* **INSTRUCTIONS TO FOLLOW**: When you reach the line that contains "--query=man's blue shirt" below, transcribe it and each line after it word for word to the end of the records, omitting pictures.

Collected data entries
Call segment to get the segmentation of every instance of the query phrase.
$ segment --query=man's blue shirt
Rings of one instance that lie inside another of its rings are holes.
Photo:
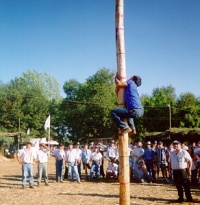
[[[154,159],[155,151],[153,149],[145,149],[144,150],[144,161],[146,160],[153,160]]]
[[[134,81],[128,80],[127,87],[124,91],[124,98],[126,102],[126,107],[128,110],[131,109],[143,109],[140,101],[140,97],[137,91],[137,85]]]

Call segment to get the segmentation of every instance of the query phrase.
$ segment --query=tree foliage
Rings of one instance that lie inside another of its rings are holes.
[[[61,99],[58,83],[46,73],[28,70],[22,77],[0,85],[1,131],[43,136],[43,124],[50,106]]]
[[[72,140],[113,135],[110,118],[110,110],[116,103],[113,80],[114,73],[102,68],[83,84],[76,80],[65,83],[66,97],[61,110]]]
[[[176,102],[175,89],[170,85],[155,88],[152,96],[141,97],[145,108],[144,117],[140,120],[143,132],[160,132],[169,129],[169,106]]]
[[[53,77],[27,70],[6,84],[0,82],[0,131],[20,129],[25,133],[30,128],[31,137],[47,136],[43,125],[50,113],[51,134],[60,142],[115,137],[117,127],[110,117],[110,110],[117,107],[114,88],[114,73],[102,68],[84,83],[76,79],[66,81],[62,98]],[[176,96],[175,88],[169,85],[155,88],[152,95],[141,95],[141,100],[145,113],[143,118],[135,119],[138,133],[135,139],[146,137],[146,133],[171,133],[174,127],[190,128],[192,131],[188,133],[196,136],[200,98],[192,93]]]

* **EXERCISE RESPONSE**:
$ segment --query=man's blue shirt
Rings of one instance that lie inside another of its rings are holes.
Photo:
[[[154,159],[155,151],[153,149],[145,149],[144,150],[144,161],[146,160],[153,160]]]
[[[134,81],[128,80],[127,87],[124,91],[124,98],[126,102],[126,107],[128,110],[131,109],[143,109],[140,101],[140,97],[137,91],[137,85]]]

Call segment to get the segmentation of every instance of the query phrase.
$ segment --query=tree foliage
Rings of one instance that lie inside another of its rings are holes.
[[[61,99],[58,83],[46,73],[28,70],[22,77],[0,85],[1,131],[43,136],[43,124],[50,106]]]
[[[72,140],[113,135],[110,118],[110,110],[116,103],[113,80],[114,73],[102,68],[83,84],[76,80],[65,83],[66,97],[61,110]]]
[[[176,102],[175,89],[170,85],[155,88],[152,96],[141,97],[145,108],[144,117],[140,120],[143,132],[160,132],[169,129],[169,106]]]
[[[53,77],[27,70],[6,84],[0,82],[0,131],[20,129],[25,133],[30,128],[31,137],[47,136],[43,125],[50,113],[51,134],[60,142],[115,137],[117,127],[110,117],[110,110],[117,107],[114,88],[114,73],[102,68],[84,83],[76,79],[66,81],[62,98]],[[176,96],[175,88],[169,85],[155,88],[152,95],[141,95],[141,100],[145,113],[143,118],[135,119],[138,133],[135,139],[146,137],[146,133],[171,133],[174,127],[190,128],[192,131],[188,133],[196,136],[200,98],[192,93]]]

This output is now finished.